*Отрывок текста*:

--*--

Каждый за себя…

В «Гоголь-центре» прошла премьера спектакля «Братья» Ирина АЛПАТОВА   Спектаклем «Братья» по пьесе Михаила Дурненкова, написанной по сценарию фильма Лукино Висконти «Рокко и его братья», открылась большая сцена «Гоголь-центра». Впрочем, сцены как таковой здесь и нет вовсе. Руководитель «Гоголь-центра» Кирилл Серебренников, среди всего прочего, ищет в новом пространстве новых коммуникативных связей с публикой: без «четвертой стены», отделяющей тебя от происходящего, как четкая эстетическая граница.

На «Братьях» зрители помещены на своеобразные трибуны по обеим сторонам площадки для игры – то ли боксерского ринга, то ли многоугольной арены для боев без правил, с микрофонами в проемах и экранами для караоке сверху (сценография Веры Мартыновой и Кирилла Серебренникова). Вроде бы ничего особенного, но публика тут же начинает болеть за «своих», явно отделенных пока от, например, «чужого» Татарина – Бориса Зверева.

Что же до адаптации старых сюжетов, то это нынче в тренде, и Михаил Дурненков – едва ли не лидер в этом качестве. Правда, тренду этому, пожалуй, столько же не лет, а веков, сколько самой драме. Тут ведь главное другое – заострить актуальность сути, сделать ее доказательной в изменившихся реалиях быта и бытия.

--*--

*Письменное задание A*: Процитируйте рецензию дословно: всё от «Каждый за себя…» вниз до «четкая эстетическая граница.».
Рецензия и листинг взяты из разных, не связанных между собой источников.

*Исходные данные*:
--*--

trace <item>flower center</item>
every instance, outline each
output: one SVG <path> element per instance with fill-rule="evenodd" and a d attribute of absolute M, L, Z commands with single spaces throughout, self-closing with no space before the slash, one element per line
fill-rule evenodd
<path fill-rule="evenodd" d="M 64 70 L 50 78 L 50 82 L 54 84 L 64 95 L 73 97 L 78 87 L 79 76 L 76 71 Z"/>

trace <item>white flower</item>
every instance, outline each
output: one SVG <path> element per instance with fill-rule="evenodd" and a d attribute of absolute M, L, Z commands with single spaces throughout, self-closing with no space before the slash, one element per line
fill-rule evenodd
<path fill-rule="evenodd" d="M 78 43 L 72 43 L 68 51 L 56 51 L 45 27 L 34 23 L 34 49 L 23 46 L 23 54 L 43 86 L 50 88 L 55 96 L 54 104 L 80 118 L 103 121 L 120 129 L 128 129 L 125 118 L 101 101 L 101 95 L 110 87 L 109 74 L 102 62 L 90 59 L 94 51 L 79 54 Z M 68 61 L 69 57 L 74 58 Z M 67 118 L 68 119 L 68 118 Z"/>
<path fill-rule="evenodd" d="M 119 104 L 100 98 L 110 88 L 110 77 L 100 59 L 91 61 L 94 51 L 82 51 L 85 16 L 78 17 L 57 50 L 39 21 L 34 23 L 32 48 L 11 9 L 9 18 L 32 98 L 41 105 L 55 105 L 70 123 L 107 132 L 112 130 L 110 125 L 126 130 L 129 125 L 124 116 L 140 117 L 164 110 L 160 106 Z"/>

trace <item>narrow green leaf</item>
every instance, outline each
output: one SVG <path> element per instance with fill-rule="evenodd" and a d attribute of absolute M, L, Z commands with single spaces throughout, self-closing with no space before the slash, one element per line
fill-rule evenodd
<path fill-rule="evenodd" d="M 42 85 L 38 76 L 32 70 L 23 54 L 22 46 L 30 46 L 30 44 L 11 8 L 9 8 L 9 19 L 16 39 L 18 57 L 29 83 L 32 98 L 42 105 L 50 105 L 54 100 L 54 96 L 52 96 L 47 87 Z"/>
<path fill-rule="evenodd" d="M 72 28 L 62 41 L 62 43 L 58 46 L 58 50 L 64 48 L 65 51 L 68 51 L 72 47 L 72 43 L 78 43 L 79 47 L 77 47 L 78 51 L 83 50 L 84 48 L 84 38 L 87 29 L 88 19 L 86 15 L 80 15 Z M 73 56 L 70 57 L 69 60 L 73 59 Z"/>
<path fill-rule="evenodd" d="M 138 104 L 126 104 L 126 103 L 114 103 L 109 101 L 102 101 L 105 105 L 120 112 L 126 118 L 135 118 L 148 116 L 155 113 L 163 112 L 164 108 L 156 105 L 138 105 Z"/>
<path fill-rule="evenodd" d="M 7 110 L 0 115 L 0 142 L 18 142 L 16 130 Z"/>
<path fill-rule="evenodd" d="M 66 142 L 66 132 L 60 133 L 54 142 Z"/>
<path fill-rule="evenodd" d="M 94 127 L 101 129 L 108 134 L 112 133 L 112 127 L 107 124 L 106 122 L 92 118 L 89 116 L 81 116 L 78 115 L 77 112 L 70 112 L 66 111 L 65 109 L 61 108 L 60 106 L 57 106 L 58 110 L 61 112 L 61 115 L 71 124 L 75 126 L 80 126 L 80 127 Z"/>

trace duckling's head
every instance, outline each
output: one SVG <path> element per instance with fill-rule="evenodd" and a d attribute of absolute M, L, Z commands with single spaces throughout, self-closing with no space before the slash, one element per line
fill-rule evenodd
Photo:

--*--

*Письменное задание B*: Пожалуйста, перепишите строки листинга от самого начала вниз до строки с «64 70 L 50 78» включительно. Все координаты контуров умножьте на 0,65 и округлите до целых (половины вверх), а остальное в этих строках оставьте без изменений и больше ничего не приводите.

*Полный результат A*:
Каждый за себя…

В «Гоголь-центре» прошла премьера спектакля «Братья» Ирина АЛПАТОВА   Спектаклем «Братья» по пьесе Михаила Дурненкова, написанной по сценарию фильма Лукино Висконти «Рокко и его братья», открылась большая сцена «Гоголь-центра». Впрочем, сцены как таковой здесь и нет вовсе. Руководитель «Гоголь-центра» Кирилл Серебренников, среди всего прочего, ищет в новом пространстве новых коммуникативных связей с публикой: без «четвертой стены», отделяющей тебя от происходящего, как четкая эстетическая граница.

*Полный результат B*:
trace <item>flower center</item>
every instance, outline each
output: one SVG <path> element per instance with fill-rule="evenodd" and a d attribute of absolute M, L, Z commands with single spaces throughout, self-closing with no space before the slash, one element per line
fill-rule evenodd
<path fill-rule="evenodd" d="M 42 46 L 33 51 L 33 53 L 35 55 L 42 62 L 47 63 L 51 57 L 51 49 L 49 46 Z"/>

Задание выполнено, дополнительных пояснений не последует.